Dataset records

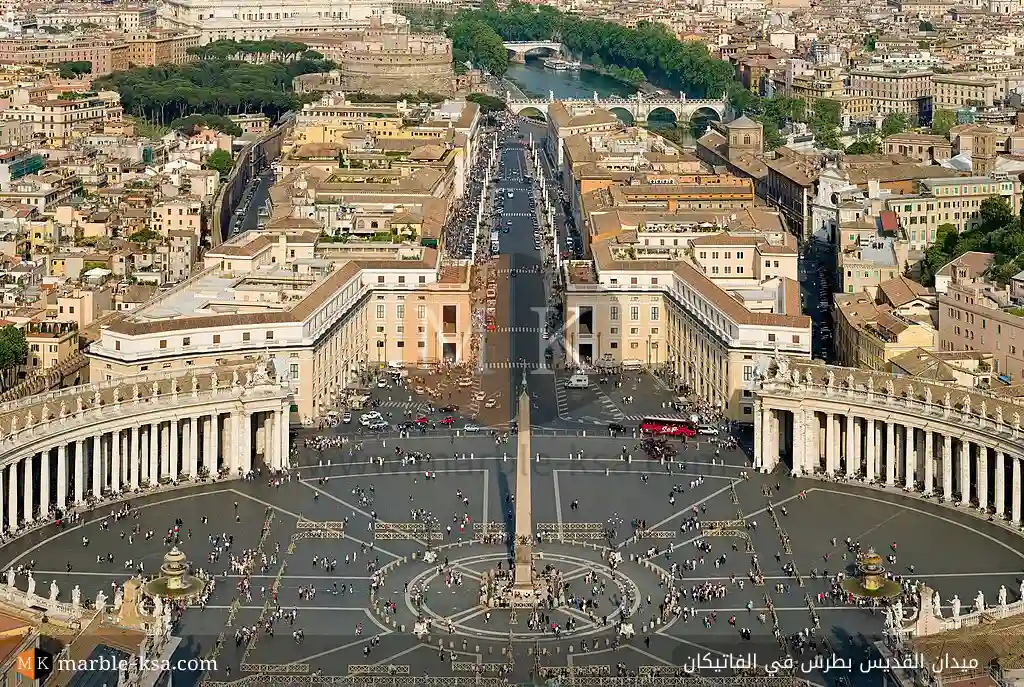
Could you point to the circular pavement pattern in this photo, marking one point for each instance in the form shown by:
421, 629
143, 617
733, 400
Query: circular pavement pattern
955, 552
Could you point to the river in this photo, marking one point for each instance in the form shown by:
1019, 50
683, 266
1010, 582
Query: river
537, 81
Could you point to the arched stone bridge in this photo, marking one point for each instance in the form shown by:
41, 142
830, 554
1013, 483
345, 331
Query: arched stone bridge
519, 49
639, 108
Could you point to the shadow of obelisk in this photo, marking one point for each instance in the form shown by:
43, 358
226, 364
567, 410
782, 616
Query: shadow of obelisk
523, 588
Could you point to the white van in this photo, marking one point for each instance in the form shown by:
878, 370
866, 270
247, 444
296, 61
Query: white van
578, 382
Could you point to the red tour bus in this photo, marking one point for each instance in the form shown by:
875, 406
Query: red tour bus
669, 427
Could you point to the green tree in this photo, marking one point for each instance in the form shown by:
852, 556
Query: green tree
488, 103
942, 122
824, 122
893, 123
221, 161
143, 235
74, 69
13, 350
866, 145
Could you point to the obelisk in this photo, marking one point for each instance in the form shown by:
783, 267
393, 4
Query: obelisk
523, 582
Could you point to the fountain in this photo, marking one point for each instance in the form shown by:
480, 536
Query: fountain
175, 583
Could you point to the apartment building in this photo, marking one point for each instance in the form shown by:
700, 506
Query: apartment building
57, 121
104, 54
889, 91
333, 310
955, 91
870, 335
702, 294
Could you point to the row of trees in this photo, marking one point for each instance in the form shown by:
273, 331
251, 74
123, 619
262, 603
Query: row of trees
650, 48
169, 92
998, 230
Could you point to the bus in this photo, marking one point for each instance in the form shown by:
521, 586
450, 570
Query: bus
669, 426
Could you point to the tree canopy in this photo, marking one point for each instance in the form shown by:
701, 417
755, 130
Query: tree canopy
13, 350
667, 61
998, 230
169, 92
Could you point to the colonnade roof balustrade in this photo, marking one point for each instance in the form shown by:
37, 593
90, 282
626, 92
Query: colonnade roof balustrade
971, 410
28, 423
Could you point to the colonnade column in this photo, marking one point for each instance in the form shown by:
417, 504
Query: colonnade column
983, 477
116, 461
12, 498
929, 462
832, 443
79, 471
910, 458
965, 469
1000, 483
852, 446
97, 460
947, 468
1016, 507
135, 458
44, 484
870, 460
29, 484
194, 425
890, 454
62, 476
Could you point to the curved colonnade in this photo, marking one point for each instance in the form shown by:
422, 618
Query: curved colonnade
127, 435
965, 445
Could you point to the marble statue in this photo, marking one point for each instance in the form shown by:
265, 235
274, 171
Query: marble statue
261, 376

To be done
Lay out every line of the listing above as a numbered list, skipping any blank lines and leaving out the pictures.

Solution below
1. Could you point to the circular pavement pattern in this photo, marking one point for each instance in the form shown by:
2. 421, 629
3. 143, 617
4. 733, 400
5. Query: circular pavement pattern
6. 955, 552
7. Could you point to the river in this photo, marking one point for each instance in the form shown by:
8. 1019, 50
9. 683, 266
10. 1010, 582
11. Query: river
12. 537, 81
13. Could you point to the arched stone bridge in this photo, marking one point for each instance in the form shown by:
14. 41, 142
15. 830, 554
16. 1013, 483
17. 345, 331
18. Query: arched stone bridge
19. 519, 49
20. 639, 108
21. Could you point to the shadow of obelisk in this photo, marking one point for each instance in the form shown by:
22. 43, 358
23. 226, 364
24. 567, 410
25. 782, 616
26. Query: shadow of obelisk
27. 523, 588
28. Could you point to the white van in this photo, marking one point for each instance in the form shown by:
29. 878, 370
30. 866, 270
31. 247, 444
32. 296, 61
33. Query: white van
34. 578, 382
35. Could you point to the red tour bus in this photo, marking one point for each instance in the form shown by:
36. 875, 406
37. Query: red tour bus
38. 669, 427
39. Could you point to the green tree in this photo, marking one point for each instance in the form shown by:
40. 852, 556
41. Query: green tree
42. 488, 103
43. 942, 122
44. 824, 122
45. 893, 123
46. 221, 161
47. 143, 235
48. 74, 69
49. 13, 350
50. 866, 145
51. Could you point to the obelisk in this photo, marking one point for each instance in the form shown by:
52. 783, 267
53. 393, 4
54. Query: obelisk
55. 523, 582
56. Could you point to the fountain in this photo, marking one point for each instance in the form shown by:
57. 480, 536
58. Query: fountain
59. 175, 583
60. Could you point to the apartment building in this photo, marking one point for each instance in the form shown by:
61. 700, 506
62. Query: apartment building
63. 57, 121
64. 104, 54
65. 889, 91
66. 333, 310
67. 955, 91
68. 870, 335
69. 702, 294
70. Could you point to the row of trees in this photo, marking one point for each instance in the form shown by:
71. 273, 331
72. 251, 74
73. 123, 619
74. 262, 603
75. Query: row of trees
76. 650, 48
77. 169, 92
78. 998, 230
79. Could you point to the bus in this photo, marking one point for each instance in the form shown by:
80. 521, 586
81. 450, 570
82. Query: bus
83. 669, 426
84. Could you point to the tree canopy in this photo, marking one point for each instance in the form shown by:
85. 701, 417
86. 755, 130
87. Query: tree canopy
88. 13, 350
89. 667, 61
90. 998, 230
91. 169, 92
92. Could you point to the colonnade roof balustrade in this photo, marking one point for each instance in the form shown by:
93. 37, 593
94. 90, 282
95. 626, 92
96. Query: colonnade roof balustrade
97. 971, 410
98. 28, 423
99. Could you point to the colonnade column in this photo, marking one point for each instance in the form shown by:
100. 417, 504
101. Query: colonnade column
102. 983, 477
103. 116, 461
104. 12, 498
105. 929, 462
106. 832, 443
107. 79, 471
108. 910, 458
109. 965, 469
110. 1000, 483
111. 852, 446
112. 97, 460
113. 947, 468
114. 1016, 507
115. 135, 458
116. 44, 484
117. 870, 460
118. 29, 484
119. 194, 425
120. 890, 454
121. 62, 476
122. Could you point to the curved colonnade in this photo, marking one point for each instance in the form shown by:
123. 422, 618
124. Query: curved colonnade
125. 127, 435
126. 965, 445
127. Could you point to the marble statue in this photo, marking one point for each instance in the form shown by:
128. 265, 235
129. 274, 171
130. Query: marble statue
131. 261, 376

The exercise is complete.